*WHAT TO DO*
Copy every line of the material below word for word, leaving out the pictures.

*Pointing material*
'''

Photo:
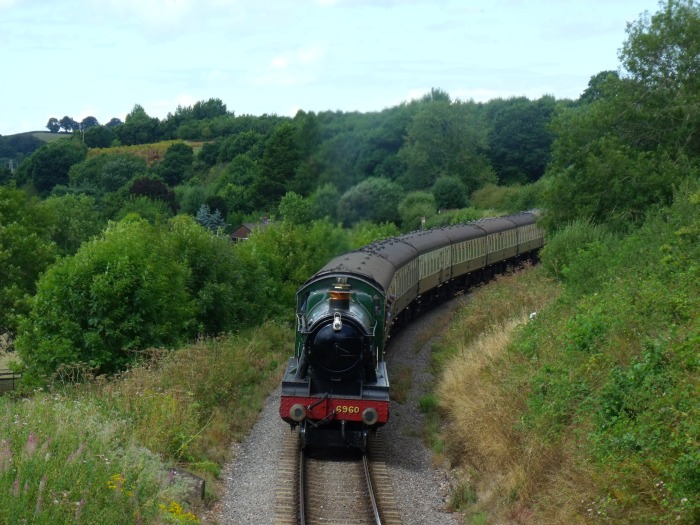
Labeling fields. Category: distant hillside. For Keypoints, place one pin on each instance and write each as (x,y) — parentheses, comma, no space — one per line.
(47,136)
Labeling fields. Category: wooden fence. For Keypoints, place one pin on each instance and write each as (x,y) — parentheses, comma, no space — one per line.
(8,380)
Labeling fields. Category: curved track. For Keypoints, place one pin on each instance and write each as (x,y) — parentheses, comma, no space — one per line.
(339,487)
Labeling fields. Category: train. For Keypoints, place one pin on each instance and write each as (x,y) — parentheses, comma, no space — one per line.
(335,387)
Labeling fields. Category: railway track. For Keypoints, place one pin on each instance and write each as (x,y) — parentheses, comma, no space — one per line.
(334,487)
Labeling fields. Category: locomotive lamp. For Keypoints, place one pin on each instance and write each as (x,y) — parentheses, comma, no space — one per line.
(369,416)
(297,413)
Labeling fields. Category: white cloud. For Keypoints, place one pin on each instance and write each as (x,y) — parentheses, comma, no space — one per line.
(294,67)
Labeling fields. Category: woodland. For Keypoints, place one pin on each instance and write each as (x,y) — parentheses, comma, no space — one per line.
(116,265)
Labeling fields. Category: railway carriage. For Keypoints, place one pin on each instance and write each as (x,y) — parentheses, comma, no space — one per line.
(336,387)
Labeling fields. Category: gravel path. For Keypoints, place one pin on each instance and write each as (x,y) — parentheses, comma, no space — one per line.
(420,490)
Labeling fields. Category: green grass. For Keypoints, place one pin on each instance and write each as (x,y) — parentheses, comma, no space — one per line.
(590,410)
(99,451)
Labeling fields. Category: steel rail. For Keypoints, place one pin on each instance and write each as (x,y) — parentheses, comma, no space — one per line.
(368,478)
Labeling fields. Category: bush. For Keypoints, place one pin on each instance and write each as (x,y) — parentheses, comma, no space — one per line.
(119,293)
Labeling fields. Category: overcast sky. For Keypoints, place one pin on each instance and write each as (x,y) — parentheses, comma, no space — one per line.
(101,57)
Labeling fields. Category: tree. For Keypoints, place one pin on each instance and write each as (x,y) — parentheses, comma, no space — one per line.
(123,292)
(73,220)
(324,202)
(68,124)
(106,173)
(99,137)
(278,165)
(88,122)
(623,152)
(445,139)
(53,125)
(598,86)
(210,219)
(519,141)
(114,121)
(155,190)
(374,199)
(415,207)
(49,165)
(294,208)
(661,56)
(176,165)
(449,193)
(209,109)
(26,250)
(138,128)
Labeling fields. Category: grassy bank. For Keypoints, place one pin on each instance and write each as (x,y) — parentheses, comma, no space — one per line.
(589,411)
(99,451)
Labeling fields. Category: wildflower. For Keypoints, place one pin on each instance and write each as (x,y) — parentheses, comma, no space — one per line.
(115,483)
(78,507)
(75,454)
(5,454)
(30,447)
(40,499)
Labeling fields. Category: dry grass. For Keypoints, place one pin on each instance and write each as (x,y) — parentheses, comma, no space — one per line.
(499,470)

'''

*REPLY*
Photo:
Labeling fields. Category: distant hillside. For Keypoints, place one pin on each instance and write each as (x,y) — parentheses, comma, no space — one per line.
(47,136)
Labeling fields. Category: wooden fence. For Keypoints, place one pin on each instance and write each as (x,y) — parentheses, comma, no space — one per line.
(8,380)
Labeling fields. Category: curved track. For Keypoints, place one pin on each instance and write each as (x,y) — parentheses, comma, no space — one per line.
(339,487)
Labeling fields. Category: train. For Keypoints, place one pin on each instance and write each as (x,y) — parentheses, comma, no space — one per line.
(335,387)
Labeling fields. Category: railway track. For Keypoints, place one pin on each instance and write each as (x,y) — parentheses, comma, no space — one per line.
(334,487)
Labeling fields. Category: locomotive lamp. For Keypoints, place one pin on each instance and write each as (x,y) — parentheses, comma, no space — one per line.
(369,416)
(297,413)
Labeling fields. Category: white cloud. For Keypoints, place one pin on each instance and write each as (x,y) — parentheses, comma, no space — one per line.
(294,67)
Labeling fields. Category: woodland. For Keypoints, place one pin on each instance and write each as (x,y) — parentheses, comma, no space — one per line.
(116,265)
Labeling fields. Category: railway carriage. For Keypoints, place one pin on each instance and write each as (x,y) — parentheses, comma, no space — one per line.
(336,387)
Labeling fields. Category: gravel path. For Keypoints, place one pin on each instance and write each as (x,y) — parentheses, comma, no space — one per line.
(420,490)
Labeling fields. Category: green grass. For Keypoints, place one pin on each instance and write each as (x,y) — parentheses, comma, no space — one per line.
(590,410)
(99,451)
Labeling fields. Category: steel rail. For Keypoints, place one pin on each instance and write each as (x,y) — parentheses, comma, no space — one per line.
(368,478)
Labeling fields. Category: bush. For Keypoints, place one pin on each instance and write each as (x,y) — parentheses, comma, no space — one per line.
(119,293)
Labeling fields. Category: overcast sky. For Keypoints, place one pin on each instance and write each as (x,y) — parentheses, comma, no space — one per line.
(101,57)
Labeling fields. Category: tree. For Keypoints, place one pin on each instance and write each as (x,y) — parentheses, comma, no space — one per line.
(123,292)
(73,220)
(324,202)
(68,124)
(106,173)
(99,137)
(278,165)
(88,122)
(623,152)
(445,139)
(53,125)
(598,86)
(210,219)
(519,141)
(114,121)
(155,190)
(374,199)
(415,207)
(49,165)
(294,208)
(661,56)
(176,165)
(449,193)
(209,109)
(26,250)
(138,128)
Labeling fields. Category: grassy bank. For Keypoints, place one pin on each instance and write each as (x,y) — parentheses, comma, no space — one per line.
(589,411)
(99,451)
Labeling fields. Category: wildflower. For Keypoints, place one pin on each instance and write each as (x,y) — parentheses, comma, no space — one per line.
(115,483)
(78,507)
(75,454)
(5,454)
(30,447)
(40,499)
Labeling fields. Category: dry grass. For Keypoints, place one pin on each instance and write each as (x,y) — parentheses, comma, no space — one per line.
(499,470)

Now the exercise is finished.